提供抜粋:

⟨

- 1 フジテレビ、中居正広氏をめぐる性加害問題
- 2 今回の問題を経てフジテレビは変わるか?
- 3 組織ってどうしたら変われるのか?
- 4 なぜ組織は自律的に改善されないのか?
- 5 意見を言えば組織は変わるか?
- 6 組織の構成員はどうあるべきか?
- 7 再考 フジテレビは変わるか?
- 8 まとめ
1 フジテレビ、中居正広氏をめぐる性加害問題
中居正広氏の性加害疑惑が報じられ、フジテレビが窮地に陥っています。
・散々「正義の味方」面してやってきたテレビ局が、女性アナウンサーをいかがわしい接待に利用したという疑惑は本当なのか?
・本当だとしたら(本当だと多くの人は決めてますけど)どう責任取るのか?
ということで大騒ぎです。
2 今回の問題を経てフジテレビは変わるか?
ジャニーズ問題もそうだったし、性加害以外の企業の不祥事なども同じですが、似たようなことが何度も繰り返されます。
これに対する流れは、いつも大体同じです。犯人役の人を探して、大騒ぎをして叩いて・・・。その人が責任を負ったような感じになって終わりです。
今回も、10時間にも及ぶ記者会見をして、散々ひな壇の上の人を糾弾しました。これからは、辞任する人が辞任したら、あとはフジテレビが潰れるか存続するかが焦点でしょう。そこで終わりになるんだろうと思います。

⟩

[ボックスラベル付きデータセットの抜粋]
⟨

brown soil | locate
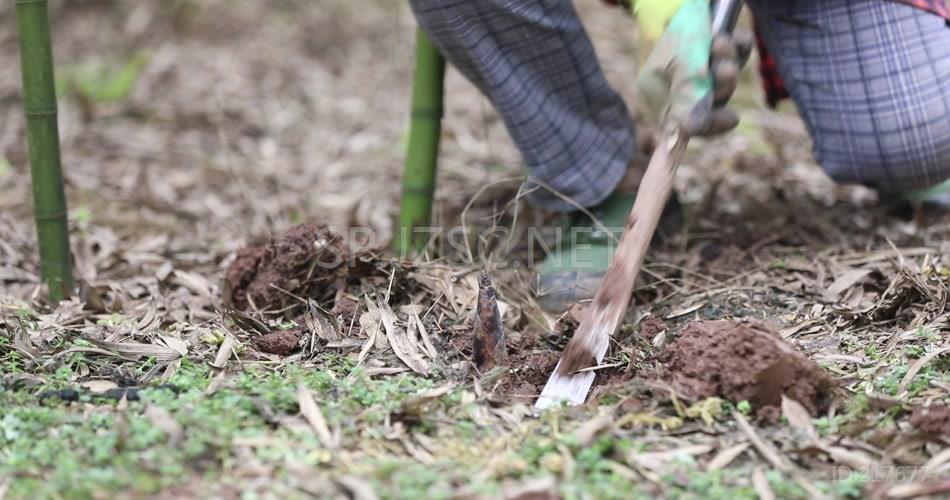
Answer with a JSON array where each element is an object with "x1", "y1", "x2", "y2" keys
[
  {"x1": 910, "y1": 404, "x2": 950, "y2": 436},
  {"x1": 658, "y1": 321, "x2": 834, "y2": 419},
  {"x1": 640, "y1": 314, "x2": 667, "y2": 342},
  {"x1": 254, "y1": 328, "x2": 304, "y2": 356},
  {"x1": 224, "y1": 224, "x2": 349, "y2": 309},
  {"x1": 499, "y1": 350, "x2": 561, "y2": 400}
]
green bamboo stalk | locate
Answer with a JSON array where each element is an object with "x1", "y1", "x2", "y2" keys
[
  {"x1": 395, "y1": 29, "x2": 445, "y2": 255},
  {"x1": 15, "y1": 0, "x2": 73, "y2": 301}
]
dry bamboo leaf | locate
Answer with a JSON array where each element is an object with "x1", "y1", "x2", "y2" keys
[
  {"x1": 379, "y1": 304, "x2": 429, "y2": 375},
  {"x1": 821, "y1": 446, "x2": 876, "y2": 471},
  {"x1": 304, "y1": 299, "x2": 342, "y2": 341},
  {"x1": 400, "y1": 304, "x2": 439, "y2": 359},
  {"x1": 297, "y1": 383, "x2": 336, "y2": 450},
  {"x1": 706, "y1": 443, "x2": 749, "y2": 471},
  {"x1": 161, "y1": 358, "x2": 181, "y2": 384},
  {"x1": 752, "y1": 465, "x2": 775, "y2": 500},
  {"x1": 85, "y1": 338, "x2": 182, "y2": 361},
  {"x1": 732, "y1": 411, "x2": 792, "y2": 472},
  {"x1": 824, "y1": 268, "x2": 871, "y2": 302},
  {"x1": 472, "y1": 271, "x2": 508, "y2": 373},
  {"x1": 924, "y1": 448, "x2": 950, "y2": 475},
  {"x1": 628, "y1": 444, "x2": 715, "y2": 472},
  {"x1": 159, "y1": 335, "x2": 188, "y2": 356},
  {"x1": 782, "y1": 394, "x2": 818, "y2": 443},
  {"x1": 336, "y1": 476, "x2": 379, "y2": 500},
  {"x1": 211, "y1": 333, "x2": 236, "y2": 369},
  {"x1": 173, "y1": 269, "x2": 217, "y2": 301}
]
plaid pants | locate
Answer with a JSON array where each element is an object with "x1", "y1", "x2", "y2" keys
[{"x1": 410, "y1": 0, "x2": 950, "y2": 210}]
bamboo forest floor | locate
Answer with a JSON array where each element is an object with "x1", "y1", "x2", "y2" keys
[{"x1": 0, "y1": 0, "x2": 950, "y2": 499}]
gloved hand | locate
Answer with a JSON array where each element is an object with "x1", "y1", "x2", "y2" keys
[{"x1": 635, "y1": 0, "x2": 753, "y2": 135}]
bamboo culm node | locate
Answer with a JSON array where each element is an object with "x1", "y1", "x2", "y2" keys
[
  {"x1": 14, "y1": 0, "x2": 73, "y2": 301},
  {"x1": 393, "y1": 29, "x2": 445, "y2": 256}
]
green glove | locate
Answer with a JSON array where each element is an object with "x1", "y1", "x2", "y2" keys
[{"x1": 637, "y1": 0, "x2": 752, "y2": 135}]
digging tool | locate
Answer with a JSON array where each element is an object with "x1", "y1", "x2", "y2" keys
[{"x1": 535, "y1": 0, "x2": 742, "y2": 409}]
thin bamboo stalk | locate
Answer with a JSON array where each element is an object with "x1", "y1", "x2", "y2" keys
[
  {"x1": 394, "y1": 29, "x2": 445, "y2": 255},
  {"x1": 15, "y1": 0, "x2": 73, "y2": 301}
]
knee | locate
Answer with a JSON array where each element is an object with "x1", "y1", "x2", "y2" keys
[{"x1": 815, "y1": 129, "x2": 950, "y2": 192}]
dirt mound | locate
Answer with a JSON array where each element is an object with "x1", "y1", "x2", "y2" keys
[
  {"x1": 254, "y1": 328, "x2": 306, "y2": 356},
  {"x1": 223, "y1": 224, "x2": 349, "y2": 309},
  {"x1": 910, "y1": 404, "x2": 950, "y2": 436},
  {"x1": 658, "y1": 321, "x2": 834, "y2": 418}
]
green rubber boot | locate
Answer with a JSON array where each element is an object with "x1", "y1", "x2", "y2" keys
[
  {"x1": 538, "y1": 188, "x2": 683, "y2": 314},
  {"x1": 903, "y1": 179, "x2": 950, "y2": 209}
]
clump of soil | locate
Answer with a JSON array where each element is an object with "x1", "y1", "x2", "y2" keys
[
  {"x1": 224, "y1": 224, "x2": 349, "y2": 309},
  {"x1": 658, "y1": 321, "x2": 834, "y2": 419},
  {"x1": 499, "y1": 349, "x2": 561, "y2": 400},
  {"x1": 910, "y1": 404, "x2": 950, "y2": 436},
  {"x1": 640, "y1": 314, "x2": 666, "y2": 342},
  {"x1": 254, "y1": 328, "x2": 304, "y2": 356}
]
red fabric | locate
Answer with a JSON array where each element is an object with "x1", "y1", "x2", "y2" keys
[
  {"x1": 891, "y1": 0, "x2": 950, "y2": 19},
  {"x1": 755, "y1": 28, "x2": 788, "y2": 108}
]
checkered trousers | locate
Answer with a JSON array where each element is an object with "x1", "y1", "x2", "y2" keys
[
  {"x1": 748, "y1": 0, "x2": 950, "y2": 192},
  {"x1": 410, "y1": 0, "x2": 950, "y2": 210}
]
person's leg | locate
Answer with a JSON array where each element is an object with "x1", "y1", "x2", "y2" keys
[
  {"x1": 749, "y1": 0, "x2": 950, "y2": 193},
  {"x1": 410, "y1": 0, "x2": 635, "y2": 211}
]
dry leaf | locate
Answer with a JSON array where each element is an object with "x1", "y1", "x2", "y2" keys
[
  {"x1": 297, "y1": 383, "x2": 336, "y2": 450},
  {"x1": 752, "y1": 466, "x2": 775, "y2": 500},
  {"x1": 379, "y1": 298, "x2": 429, "y2": 375},
  {"x1": 706, "y1": 443, "x2": 750, "y2": 471}
]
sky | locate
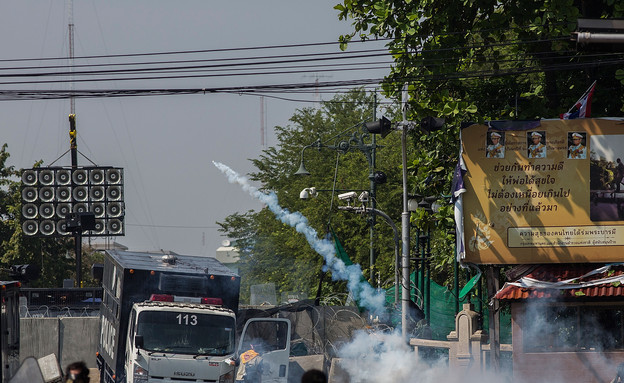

⟩

目標:
フジテレビの問題を扱った文章にある「中居正広氏の性加害疑惑が報じられ、フジテレビが窮地に陥っています。」という一文を英語に訳してください。

回答:
Allegations of sexual misconduct by Masahiro Nakai have been reported, and Fuji Television has been driven into a predicament.